* **WHAT IS REQUIRED**: Write out every single entry exactly.

* **SUPPLIED MATERIAL**:
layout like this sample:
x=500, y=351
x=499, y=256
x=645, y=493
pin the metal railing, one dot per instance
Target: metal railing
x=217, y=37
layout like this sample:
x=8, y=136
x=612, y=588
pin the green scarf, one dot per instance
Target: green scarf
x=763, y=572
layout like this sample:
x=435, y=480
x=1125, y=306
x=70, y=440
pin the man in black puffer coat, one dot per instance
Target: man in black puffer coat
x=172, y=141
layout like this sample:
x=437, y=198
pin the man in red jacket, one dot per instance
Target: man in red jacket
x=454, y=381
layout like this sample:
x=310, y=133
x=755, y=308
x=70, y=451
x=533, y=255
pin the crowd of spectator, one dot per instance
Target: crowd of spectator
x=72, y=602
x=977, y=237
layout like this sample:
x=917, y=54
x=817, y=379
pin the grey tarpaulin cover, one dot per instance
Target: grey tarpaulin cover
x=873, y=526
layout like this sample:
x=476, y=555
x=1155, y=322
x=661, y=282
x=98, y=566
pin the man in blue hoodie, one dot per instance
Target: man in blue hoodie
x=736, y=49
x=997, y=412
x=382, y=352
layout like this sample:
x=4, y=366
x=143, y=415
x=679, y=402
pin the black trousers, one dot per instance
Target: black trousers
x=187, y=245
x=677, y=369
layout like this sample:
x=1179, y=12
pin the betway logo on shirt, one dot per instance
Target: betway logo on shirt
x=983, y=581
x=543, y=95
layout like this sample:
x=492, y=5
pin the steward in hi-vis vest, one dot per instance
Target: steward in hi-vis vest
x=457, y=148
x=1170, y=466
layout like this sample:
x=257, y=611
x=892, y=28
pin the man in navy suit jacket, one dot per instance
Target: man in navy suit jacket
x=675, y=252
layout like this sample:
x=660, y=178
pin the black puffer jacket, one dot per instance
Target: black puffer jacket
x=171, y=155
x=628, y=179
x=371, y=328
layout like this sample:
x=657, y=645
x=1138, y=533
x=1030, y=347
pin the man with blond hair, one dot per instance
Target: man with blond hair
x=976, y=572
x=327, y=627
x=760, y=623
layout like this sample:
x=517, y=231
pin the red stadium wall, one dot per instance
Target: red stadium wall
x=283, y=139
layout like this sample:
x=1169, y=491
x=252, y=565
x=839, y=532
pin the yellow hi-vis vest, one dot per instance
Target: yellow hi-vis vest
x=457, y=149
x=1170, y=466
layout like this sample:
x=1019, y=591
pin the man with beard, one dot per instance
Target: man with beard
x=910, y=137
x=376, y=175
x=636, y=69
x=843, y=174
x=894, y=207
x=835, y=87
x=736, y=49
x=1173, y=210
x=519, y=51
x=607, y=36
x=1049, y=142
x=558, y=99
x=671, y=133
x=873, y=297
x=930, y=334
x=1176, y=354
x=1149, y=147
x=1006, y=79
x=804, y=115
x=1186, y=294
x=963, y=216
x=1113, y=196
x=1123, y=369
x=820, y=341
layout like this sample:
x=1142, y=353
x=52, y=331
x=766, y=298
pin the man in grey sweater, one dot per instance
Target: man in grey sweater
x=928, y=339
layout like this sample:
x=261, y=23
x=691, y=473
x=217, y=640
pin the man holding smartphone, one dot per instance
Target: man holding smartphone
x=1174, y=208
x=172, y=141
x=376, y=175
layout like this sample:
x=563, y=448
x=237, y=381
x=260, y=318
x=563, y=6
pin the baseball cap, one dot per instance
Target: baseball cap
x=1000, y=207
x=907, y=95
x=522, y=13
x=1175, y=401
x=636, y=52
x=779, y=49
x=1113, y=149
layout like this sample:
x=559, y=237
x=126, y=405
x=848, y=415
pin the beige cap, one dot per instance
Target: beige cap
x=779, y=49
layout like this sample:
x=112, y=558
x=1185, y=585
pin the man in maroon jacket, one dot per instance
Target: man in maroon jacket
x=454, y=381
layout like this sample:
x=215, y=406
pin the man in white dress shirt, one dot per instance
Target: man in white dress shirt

* **REPLY TO THE TASK**:
layout like this sample:
x=500, y=351
x=499, y=256
x=645, y=493
pin the metal railing, one dot per instance
Target: metal railing
x=217, y=37
layout like this sample:
x=8, y=136
x=612, y=588
pin the green scarf, one dot per instance
Target: green scarf
x=763, y=572
layout like this sample:
x=435, y=480
x=1125, y=306
x=70, y=440
pin the man in black puffer coat, one dot per instance
Target: man in black puffer coat
x=172, y=141
layout like this sample:
x=437, y=198
pin the man in red jacket, one dot per instance
Target: man in red jacket
x=454, y=381
layout like this sample:
x=310, y=133
x=755, y=308
x=70, y=451
x=533, y=255
pin the crowd of spectator, one dot per instance
Target: crowd of spectator
x=72, y=602
x=977, y=237
layout like this sample:
x=917, y=54
x=817, y=379
pin the grey tarpaulin cover, one dot per instance
Target: grey tarpaulin cover
x=873, y=526
layout like this sample:
x=476, y=555
x=1155, y=322
x=661, y=282
x=98, y=566
pin the man in blue hoodie, one dot per instance
Target: man in blue hoodie
x=736, y=49
x=997, y=412
x=382, y=352
layout like this sample:
x=4, y=366
x=143, y=415
x=679, y=402
pin the black trousers, one dot per instance
Target: black trousers
x=187, y=245
x=677, y=369
layout like this sample:
x=1179, y=12
pin the betway logo on shirt, one dot per instance
Target: betway logo on shirt
x=983, y=581
x=543, y=95
layout like this sample:
x=492, y=5
pin the steward in hi-vis vest, one dot per instance
Target: steward in hi-vis vest
x=457, y=148
x=1170, y=466
layout like this sample:
x=257, y=611
x=892, y=28
pin the man in navy suit jacket, one dot per instance
Target: man in navy suit jacket
x=675, y=252
layout like this sample:
x=660, y=178
pin the black puffer jacket, one dot per instance
Target: black puffer jacket
x=171, y=155
x=628, y=179
x=371, y=328
layout like this sample:
x=657, y=645
x=1138, y=533
x=1030, y=347
pin the man with blond hair, one dot per instance
Target: man with blond hair
x=976, y=572
x=327, y=627
x=760, y=623
layout like this sample:
x=517, y=231
pin the red stadium wall, one dot per instance
Target: red stadium wall
x=283, y=139
layout like this sample:
x=1169, y=491
x=252, y=565
x=839, y=532
pin the yellow hi-vis vest, one dot per instance
Target: yellow hi-vis vest
x=457, y=149
x=1170, y=466
layout like this sample:
x=1019, y=591
pin the man with beard, one dot per instance
Target: man with beard
x=910, y=137
x=376, y=175
x=636, y=69
x=843, y=174
x=894, y=207
x=835, y=87
x=736, y=49
x=1173, y=210
x=519, y=51
x=607, y=36
x=1049, y=142
x=558, y=99
x=671, y=133
x=873, y=297
x=930, y=334
x=1176, y=354
x=1149, y=147
x=1006, y=79
x=804, y=115
x=1186, y=294
x=963, y=216
x=1113, y=196
x=1123, y=369
x=820, y=341
layout like this sample:
x=1142, y=353
x=52, y=331
x=766, y=298
pin the man in grey sweater, one dot per instance
Target: man in grey sweater
x=928, y=339
layout like this sample:
x=261, y=23
x=691, y=473
x=217, y=640
pin the man holding smartphone, one dot per instance
Target: man holding smartphone
x=1174, y=208
x=172, y=141
x=376, y=175
layout like this sample:
x=563, y=448
x=237, y=381
x=260, y=318
x=563, y=6
pin the baseball cap, one dot per instance
Target: baseball cap
x=1000, y=207
x=907, y=95
x=522, y=13
x=1175, y=401
x=636, y=52
x=779, y=49
x=1113, y=149
layout like this sample:
x=559, y=237
x=126, y=405
x=848, y=415
pin the beige cap, one dot per instance
Target: beige cap
x=779, y=49
layout like this sample:
x=112, y=558
x=1185, y=585
pin the man in maroon jacket, one dot per instance
Target: man in maroon jacket
x=454, y=381
layout like this sample:
x=215, y=406
pin the man in white dress shirt, one dot per instance
Target: man in white dress shirt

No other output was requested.